> _短い課題 1_: 下のエントリーから、「light」という文字列を含む行をすべて抜き出して報告してください。

同値分割法、境界値テスト、状態遷移テスト、デシジョンテーブル、直行表、ペアワイズ法を紹介する。
同値分割法
入力値を意味的・仕様的に同じように扱えるグループに分け、各グループの代表値をテストデータとして選ぶ技法。
同値分割法のメリットは、膨大なパターンの入力を絞り込めることと、使用に体するテストの網羅性を高める事。
境界値テスト
テストの入力の境界を分析し、それをテストデータに選ぶ技法。 境界をピックアップする方法にはいくつかのバリエーションがあり、一般的には以下の2つを使う。
- 境界の内側と外側の2つの値
- 境界値と、隣り合わせの2つの値の、計3つの値
境界値のメリットは、「欠陥が境界に偏在する」という傾向に依拠している。
同値分割法と境界値テストの使い所
他のテスト設計技法を使う際も、まず同値分割でどのような同値クラスがあるかを分析し、それから各同値クラスの組み合わせを他のテスト設計技法で明らかにしていく場合も少なくない。 一方、境界値テストは、数値入力、入力も次数、時間経過、数や大小比較を扱う場合に汎用的に活用できる。
同値分割法、境界値テストを使う際は、以下にきをつけるとより効果的なテスト設計が可能となる
無効同値クラスに気をつける
仕様で明記されていない、無効な値の同値クラスがないか検討する
入力を分ける
複雑な仕様の場合、入力を切り分けてから同値分割・境界値分析をするとよい
図化する
ミスを防ぐテクニックとして、仕様を図化するとよい
グレーボックスで設計する
内部構造を見て、間引きが適切かどうかを判断する
状態遷移テスト
ユーザの操作がなくとも継続的に保持され、テスト対象に影響をあたえるものを状態と呼び、この状態の遷移に着目したテストを状態遷移テストという。
仕様分析
テストすべき情報をすべてピックアップし、状態遷移図、状態遷移表で整理していく。 状態遷移図は全体像をビジュアルで把握するのに役立ち、状態遷移表は漏れのない分析が得意。 こうした差異があるため、両方を作成して互いのメリットを活かす。

> _データ抜粋_:
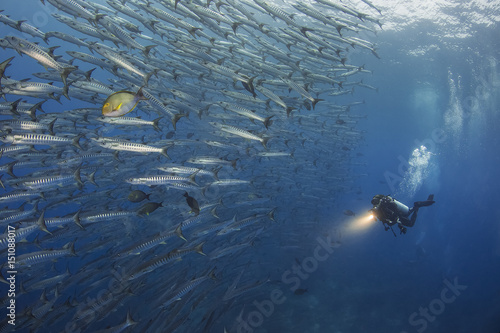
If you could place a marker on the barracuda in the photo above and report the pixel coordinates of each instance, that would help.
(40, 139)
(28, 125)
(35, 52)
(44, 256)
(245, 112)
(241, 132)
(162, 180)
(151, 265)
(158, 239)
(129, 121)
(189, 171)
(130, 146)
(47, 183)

* * *

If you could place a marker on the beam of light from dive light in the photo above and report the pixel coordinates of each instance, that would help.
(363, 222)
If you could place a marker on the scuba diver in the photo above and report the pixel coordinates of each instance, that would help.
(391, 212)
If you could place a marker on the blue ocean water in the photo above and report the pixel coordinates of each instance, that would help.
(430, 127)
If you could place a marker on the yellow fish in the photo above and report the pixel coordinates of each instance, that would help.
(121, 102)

> _短い課題 2_: 上にあるテスト設計技法の文章を、一字も変えずに全文返してください。

> _解答 1_:
If you could place a marker on the beam of light from dive light in the photo above and report the pixel coordinates of each instance, that would help.

> _解答 2_:
同値分割法、境界値テスト、状態遷移テスト、デシジョンテーブル、直行表、ペアワイズ法を紹介する。
同値分割法
入力値を意味的・仕様的に同じように扱えるグループに分け、各グループの代表値をテストデータとして選ぶ技法。
同値分割法のメリットは、膨大なパターンの入力を絞り込めることと、使用に体するテストの網羅性を高める事。
境界値テスト
テストの入力の境界を分析し、それをテストデータに選ぶ技法。 境界をピックアップする方法にはいくつかのバリエーションがあり、一般的には以下の2つを使う。
- 境界の内側と外側の2つの値
- 境界値と、隣り合わせの2つの値の、計3つの値
境界値のメリットは、「欠陥が境界に偏在する」という傾向に依拠している。
同値分割法と境界値テストの使い所
他のテスト設計技法を使う際も、まず同値分割でどのような同値クラスがあるかを分析し、それから各同値クラスの組み合わせを他のテスト設計技法で明らかにしていく場合も少なくない。 一方、境界値テストは、数値入力、入力も次数、時間経過、数や大小比較を扱う場合に汎用的に活用できる。
同値分割法、境界値テストを使う際は、以下にきをつけるとより効果的なテスト設計が可能となる
無効同値クラスに気をつける
仕様で明記されていない、無効な値の同値クラスがないか検討する
入力を分ける
複雑な仕様の場合、入力を切り分けてから同値分割・境界値分析をするとよい
図化する
ミスを防ぐテクニックとして、仕様を図化するとよい
グレーボックスで設計する
内部構造を見て、間引きが適切かどうかを判断する
状態遷移テスト
ユーザの操作がなくとも継続的に保持され、テスト対象に影響をあたえるものを状態と呼び、この状態の遷移に着目したテストを状態遷移テストという。
仕様分析
テストすべき情報をすべてピックアップし、状態遷移図、状態遷移表で整理していく。 状態遷移図は全体像をビジュアルで把握するのに役立ち、状態遷移表は漏れのない分析が得意。 こうした差異があるため、両方を作成して互いのメリットを活かす。